══ DATA SHOWN

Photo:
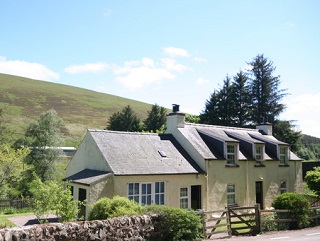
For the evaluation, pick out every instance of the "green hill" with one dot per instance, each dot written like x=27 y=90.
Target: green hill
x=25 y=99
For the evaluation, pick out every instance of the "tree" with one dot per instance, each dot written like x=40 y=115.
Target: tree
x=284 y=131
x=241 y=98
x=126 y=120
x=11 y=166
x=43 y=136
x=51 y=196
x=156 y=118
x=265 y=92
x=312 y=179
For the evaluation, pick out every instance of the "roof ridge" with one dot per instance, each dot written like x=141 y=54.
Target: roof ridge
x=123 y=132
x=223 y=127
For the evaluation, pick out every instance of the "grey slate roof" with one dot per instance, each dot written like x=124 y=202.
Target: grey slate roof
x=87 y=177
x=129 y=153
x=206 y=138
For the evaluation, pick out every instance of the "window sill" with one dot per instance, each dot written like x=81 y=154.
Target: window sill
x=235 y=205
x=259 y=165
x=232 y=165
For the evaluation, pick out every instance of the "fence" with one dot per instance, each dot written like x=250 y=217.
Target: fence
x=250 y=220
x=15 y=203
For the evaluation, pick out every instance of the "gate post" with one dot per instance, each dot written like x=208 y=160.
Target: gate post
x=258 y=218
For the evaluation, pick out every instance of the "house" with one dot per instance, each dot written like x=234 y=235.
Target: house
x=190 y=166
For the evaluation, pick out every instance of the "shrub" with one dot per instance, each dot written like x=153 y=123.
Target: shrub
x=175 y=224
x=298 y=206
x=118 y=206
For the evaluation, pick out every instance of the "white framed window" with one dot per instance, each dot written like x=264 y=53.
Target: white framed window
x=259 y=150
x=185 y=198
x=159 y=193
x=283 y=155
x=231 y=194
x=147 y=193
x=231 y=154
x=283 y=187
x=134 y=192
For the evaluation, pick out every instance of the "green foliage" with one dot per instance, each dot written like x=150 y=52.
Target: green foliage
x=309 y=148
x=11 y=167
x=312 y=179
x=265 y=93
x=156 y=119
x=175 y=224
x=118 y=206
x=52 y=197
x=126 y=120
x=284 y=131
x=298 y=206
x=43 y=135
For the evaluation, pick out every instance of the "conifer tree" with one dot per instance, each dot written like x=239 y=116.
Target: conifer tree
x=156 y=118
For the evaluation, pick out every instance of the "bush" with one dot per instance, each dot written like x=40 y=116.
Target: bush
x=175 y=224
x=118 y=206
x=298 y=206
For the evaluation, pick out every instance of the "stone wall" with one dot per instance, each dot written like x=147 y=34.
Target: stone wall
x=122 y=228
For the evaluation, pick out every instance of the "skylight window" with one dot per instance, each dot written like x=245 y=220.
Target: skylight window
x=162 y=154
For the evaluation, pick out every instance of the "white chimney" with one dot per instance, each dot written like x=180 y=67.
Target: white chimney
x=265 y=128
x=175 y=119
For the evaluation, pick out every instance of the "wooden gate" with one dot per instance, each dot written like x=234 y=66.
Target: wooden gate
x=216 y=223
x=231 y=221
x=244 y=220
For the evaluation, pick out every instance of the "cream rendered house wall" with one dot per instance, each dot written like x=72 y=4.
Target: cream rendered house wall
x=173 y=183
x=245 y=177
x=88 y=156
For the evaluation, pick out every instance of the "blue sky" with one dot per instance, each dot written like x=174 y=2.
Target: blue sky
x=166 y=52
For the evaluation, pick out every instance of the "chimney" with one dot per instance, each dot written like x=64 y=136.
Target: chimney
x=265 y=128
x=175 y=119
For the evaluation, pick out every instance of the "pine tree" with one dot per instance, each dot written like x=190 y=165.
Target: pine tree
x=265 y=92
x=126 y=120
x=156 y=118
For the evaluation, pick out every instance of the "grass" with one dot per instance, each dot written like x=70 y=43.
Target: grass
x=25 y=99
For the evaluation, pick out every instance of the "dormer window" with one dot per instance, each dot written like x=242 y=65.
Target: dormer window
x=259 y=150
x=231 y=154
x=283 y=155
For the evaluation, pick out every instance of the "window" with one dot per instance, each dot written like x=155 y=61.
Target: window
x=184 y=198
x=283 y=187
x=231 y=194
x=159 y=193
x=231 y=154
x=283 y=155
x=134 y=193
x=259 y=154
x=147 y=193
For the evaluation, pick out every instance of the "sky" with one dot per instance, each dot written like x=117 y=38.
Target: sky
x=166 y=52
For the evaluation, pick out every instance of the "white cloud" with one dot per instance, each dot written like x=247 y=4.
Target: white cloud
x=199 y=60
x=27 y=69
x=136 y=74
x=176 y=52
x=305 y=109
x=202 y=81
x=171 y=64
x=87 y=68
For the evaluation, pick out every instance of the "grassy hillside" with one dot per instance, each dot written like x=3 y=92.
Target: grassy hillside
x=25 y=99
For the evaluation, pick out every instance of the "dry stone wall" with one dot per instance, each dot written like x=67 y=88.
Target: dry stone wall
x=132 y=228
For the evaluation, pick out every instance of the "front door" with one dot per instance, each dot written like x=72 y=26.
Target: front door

════

■ **DIRECTIVE**
From the entries above, output every line exactly and omit any image.

■ **EXERCISE RESPONSE**
Photo:
For the evaluation, pick out every instance of the "green hill" with one dot per instance, each dot written like x=27 y=90.
Target: green hill
x=25 y=99
For the evaluation, pick out every instance of the "tree" with one dot per instance, each dot written like x=40 y=115.
Target: tree
x=284 y=131
x=241 y=98
x=126 y=120
x=11 y=166
x=43 y=136
x=51 y=196
x=156 y=118
x=265 y=92
x=312 y=179
For the evaluation, pick out every instance of the "roof ridge" with one dot per instance, each dot written like x=141 y=54.
Target: roof ridge
x=123 y=132
x=223 y=127
For the evaluation, pick out every instance of the "grey slate roof" with one dot per instance, each dot written like x=124 y=202.
Target: grey slate roof
x=87 y=177
x=129 y=153
x=206 y=138
For the evaluation, pick out every instance of the "window sill" with one dot per instance, each dot written like x=81 y=154.
Target: window sill
x=235 y=205
x=259 y=165
x=232 y=165
For the evaluation, pick out every instance of the "fence" with one dot per instance, each dot written like x=250 y=217.
Target: fence
x=250 y=220
x=15 y=203
For the evaluation, pick out every instance of the "gate post" with one dot per instance, each dot written like x=208 y=160.
Target: gate post
x=258 y=218
For the evaluation, pick out every instance of the "house" with one dot per instance, each dot written like x=234 y=235.
Target: house
x=190 y=166
For the evaluation, pick out every instance of the "shrub" with one dot per instance, each dot written like x=153 y=123.
Target: shrub
x=175 y=224
x=298 y=206
x=118 y=206
For the evaluation, pick out every instance of the "white framed window" with one dot per instance, each dot written like x=264 y=53.
Target: white framed window
x=259 y=150
x=185 y=198
x=159 y=193
x=283 y=155
x=231 y=194
x=147 y=193
x=231 y=154
x=283 y=187
x=134 y=192
For the evaluation, pick out every instance of the "green foliage" with one dot per instance, each dot written like x=150 y=52.
Target: green foliage
x=309 y=148
x=11 y=167
x=312 y=179
x=265 y=93
x=156 y=119
x=175 y=224
x=118 y=206
x=52 y=197
x=126 y=120
x=284 y=131
x=298 y=206
x=43 y=135
For the evaluation, pick out every instance of the "conifer tree" with one dot per instance, each dot written like x=239 y=116.
Target: conifer tree
x=156 y=118
For the evaluation, pick out every instance of the "bush" with one dot per instance, each dot written like x=40 y=116.
Target: bush
x=175 y=224
x=118 y=206
x=298 y=206
For the evaluation, pick out every instance of the "stone wall" with one dot per instance, each dot written like x=147 y=34.
Target: stone wall
x=122 y=228
For the evaluation, pick out every instance of the "skylight window" with one dot per instance, each dot written like x=245 y=220.
Target: skylight window
x=162 y=154
For the evaluation, pick out every instance of the "white chimney" with one dot per instance, each dot written like x=180 y=67.
Target: white chimney
x=265 y=128
x=175 y=119
For the evaluation, pick out every instance of the "wooden gate" with one dot per instance, each dot written like x=234 y=66.
Target: wooden gate
x=216 y=223
x=231 y=221
x=244 y=220
For the evaluation, pick out every instance of the "cream rendered house wall" with one dot per instance, each dot written like x=72 y=4.
Target: cream rendered house wall
x=173 y=183
x=245 y=177
x=88 y=156
For the evaluation, pick out every instance of the "blue sky" with one dot per instance, each dot written like x=174 y=2.
Target: blue sky
x=166 y=52
For the evaluation, pick out every instance of the "chimney" with one dot per instance, each dot written like x=64 y=136.
Target: chimney
x=265 y=128
x=175 y=119
For the evaluation, pick out every instance of the "pine tree" with one dot per instance, each dot written like x=190 y=165.
Target: pine tree
x=265 y=92
x=126 y=120
x=156 y=118
For the evaluation, pick out every instance of the "grass" with one dot per instance, each dot written like x=70 y=43.
Target: grass
x=25 y=99
For the evaluation, pick out every instance of the "dormer window" with one dot per instance, each dot written like x=242 y=65.
Target: dormer window
x=259 y=150
x=231 y=154
x=283 y=155
For the evaluation, pick out every instance of the "window" with one dot per instance, each dot written like x=155 y=61.
Target: window
x=184 y=198
x=283 y=187
x=231 y=194
x=159 y=193
x=231 y=154
x=283 y=155
x=134 y=193
x=259 y=154
x=147 y=193
For the evaluation, pick out every instance of the "sky" with one dot per instance, each dot written like x=117 y=38.
Target: sky
x=166 y=52
For the evaluation, pick out every instance of the "white cloud" with one dot per instance, each dot written like x=247 y=4.
Target: white cloud
x=199 y=60
x=27 y=69
x=136 y=74
x=176 y=52
x=305 y=109
x=202 y=81
x=171 y=64
x=87 y=68
For the evaluation, pick out every instance of the "grassy hillside" with one dot per instance, each dot written like x=3 y=92.
Target: grassy hillside
x=25 y=99
For the evaluation, pick out every instance of the "dry stone wall" with one dot per instance, each dot written like x=67 y=88.
Target: dry stone wall
x=132 y=228
For the evaluation, pick out every instance of the "front door" with one dot per instance, each dot written like x=72 y=26.
Target: front door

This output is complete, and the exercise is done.